*Lista de tarefas*
1 – Responda, com base no trecho, às perguntas abaixo:
(a) Qual lei complementar regulamenta a Advocacia-Geral da União?
(b) Qual é o número da arguição de descumprimento de preceito fundamental ajuizada pela OAB?
(c) Que dispositivo da Constituição Federal obriga o Estado a promover uma ação regressiva contra o causador do dano?
2 – Reproduza fielmente a passagem do trecho que vai de "Mas a condenação" até "essa decisão condenatória?".
3 – Resuma o trecho em duas frases.

*Trecho*
* * * * * * *

Explico-me. A Lei Complementar nº 73, de 1993, que regulamenta a Advocacia-Geral da União, determina, em seu art. 3º, § 1º, que o Advogado-Geral da União é “submetido à direta, pessoal e imediata supervisão” do presidente da República. Pois bem, o presidente Lula deu instruções diretas, pessoais e imediatas ao então Advogado-Geral da União, hoje Ministro do Supremo Tribunal Federal, para se pronunciar contra a demanda ajuizada pela OAB junto ao Supremo Tribunal Federal (argüição de descumprimento de preceito fundamental nº 153), no sentido de interpretar a lei de anistia de 1979, como não abrangente dos crimes comuns cometidos pelos agentes públicos, policiais e militares, contra os oponentes políticos ao regime militar.

Mas a condenação moral vai ainda mais além. Ela atinge, em cheio, o Supremo Tribunal Federal e a Procuradoria-Geral da República, que se pronunciaram claramente contra o sistema internacional de direitos humanos, ao qual o Brasil deve submeter-se.

E agora, Brasil?

Bem, antes de mais nada, é preciso dizer que se o nosso país não acatar a decisão da Corte Interamericana de Direitos Humanos, ele ficará como um Estado fora-da-lei no plano internacional.

E como acatar essa decisão condenatória?

Não basta pagar as indenizações determinadas pelo acórdão. É indispensável dar cumprimento ao art. 37, § 6º da Constituição Federal, que obriga o Estado, quando condenado a indenizar alguém por culpa de agente público, a promover de imediato uma ação regressiva contra o causador do dano. E isto, pela boa e simples razão de que toda indenização paga pelo Estado provém de recursos públicos, vale dizer, é feita com dinheiro do povo.

* * * * * * *

*Material fornecido*
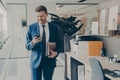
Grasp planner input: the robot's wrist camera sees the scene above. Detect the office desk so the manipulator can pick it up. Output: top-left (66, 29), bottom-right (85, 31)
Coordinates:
top-left (65, 52), bottom-right (120, 80)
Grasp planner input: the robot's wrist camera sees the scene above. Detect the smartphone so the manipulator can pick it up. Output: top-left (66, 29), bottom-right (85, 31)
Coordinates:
top-left (35, 35), bottom-right (40, 38)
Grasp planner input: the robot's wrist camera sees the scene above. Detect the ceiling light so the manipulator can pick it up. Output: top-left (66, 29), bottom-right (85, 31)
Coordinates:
top-left (78, 0), bottom-right (87, 2)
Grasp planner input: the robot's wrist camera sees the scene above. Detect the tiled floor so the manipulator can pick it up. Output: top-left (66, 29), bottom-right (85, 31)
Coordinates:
top-left (0, 26), bottom-right (64, 80)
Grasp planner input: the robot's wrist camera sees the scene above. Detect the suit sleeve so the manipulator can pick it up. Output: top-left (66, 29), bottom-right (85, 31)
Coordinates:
top-left (56, 27), bottom-right (60, 54)
top-left (26, 26), bottom-right (34, 50)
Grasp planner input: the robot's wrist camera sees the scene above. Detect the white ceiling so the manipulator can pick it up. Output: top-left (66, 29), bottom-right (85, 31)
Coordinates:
top-left (6, 0), bottom-right (110, 14)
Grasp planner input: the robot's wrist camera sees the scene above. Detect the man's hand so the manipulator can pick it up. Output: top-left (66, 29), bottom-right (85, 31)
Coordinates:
top-left (48, 50), bottom-right (57, 58)
top-left (32, 37), bottom-right (42, 45)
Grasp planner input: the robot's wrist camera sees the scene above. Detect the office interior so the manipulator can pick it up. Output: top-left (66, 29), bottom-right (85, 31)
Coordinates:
top-left (0, 0), bottom-right (120, 80)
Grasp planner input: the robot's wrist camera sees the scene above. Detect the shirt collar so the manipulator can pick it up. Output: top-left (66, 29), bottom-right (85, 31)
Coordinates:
top-left (39, 22), bottom-right (48, 26)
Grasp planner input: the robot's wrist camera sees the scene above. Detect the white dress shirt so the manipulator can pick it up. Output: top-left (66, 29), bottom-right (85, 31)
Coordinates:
top-left (39, 22), bottom-right (49, 43)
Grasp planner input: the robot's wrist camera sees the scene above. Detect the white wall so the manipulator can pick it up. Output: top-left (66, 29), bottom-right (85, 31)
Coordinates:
top-left (27, 3), bottom-right (56, 25)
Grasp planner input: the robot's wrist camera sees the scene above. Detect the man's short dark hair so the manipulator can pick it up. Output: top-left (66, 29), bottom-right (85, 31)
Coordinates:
top-left (35, 5), bottom-right (47, 13)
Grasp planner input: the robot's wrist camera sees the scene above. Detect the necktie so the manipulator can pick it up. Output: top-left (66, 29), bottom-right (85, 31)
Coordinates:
top-left (42, 25), bottom-right (46, 57)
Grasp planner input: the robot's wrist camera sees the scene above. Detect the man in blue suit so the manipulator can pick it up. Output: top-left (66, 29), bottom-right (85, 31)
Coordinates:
top-left (26, 5), bottom-right (60, 80)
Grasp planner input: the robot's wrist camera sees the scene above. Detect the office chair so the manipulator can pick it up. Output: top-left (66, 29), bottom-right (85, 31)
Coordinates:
top-left (89, 58), bottom-right (110, 80)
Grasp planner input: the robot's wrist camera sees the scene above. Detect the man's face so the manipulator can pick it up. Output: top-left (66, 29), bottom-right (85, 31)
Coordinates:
top-left (37, 11), bottom-right (48, 24)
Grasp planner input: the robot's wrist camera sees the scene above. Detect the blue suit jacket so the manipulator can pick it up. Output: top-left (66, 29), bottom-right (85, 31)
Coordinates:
top-left (26, 22), bottom-right (60, 69)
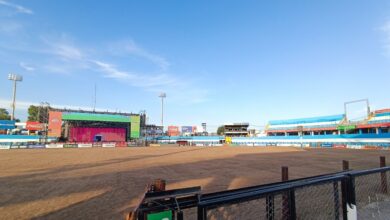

* * * * * * *

*Respostas*
1 –
(a) A Lei Complementar nº 73, de 1993.
(b) O número 153.
(c) O art. 37, § 6º.

2 –
Mas a condenação moral vai ainda mais além. Ela atinge, em cheio, o Supremo Tribunal Federal e a Procuradoria-Geral da República, que se pronunciaram claramente contra o sistema internacional de direitos humanos, ao qual o Brasil deve submeter-se.

E agora, Brasil?

Bem, antes de mais nada, é preciso dizer que se o nosso país não acatar a decisão da Corte Interamericana de Direitos Humanos, ele ficará como um Estado fora-da-lei no plano internacional.

E como acatar essa decisão condenatória?

3 – O presidente Lula instruiu o então Advogado-Geral da União a se pronunciar contra a ação da OAB no Supremo Tribunal Federal, que pedia que a lei de anistia de 1979 não abrangesse os crimes comuns de agentes públicos contra oponentes do regime militar. A condenação moral atinge também o Supremo e a Procuradoria-Geral da República, e, para acatar a decisão da Corte Interamericana de Direitos Humanos sem ficar como Estado fora da lei, o Brasil precisa pagar as indenizações e também promover ação regressiva contra os causadores do dano.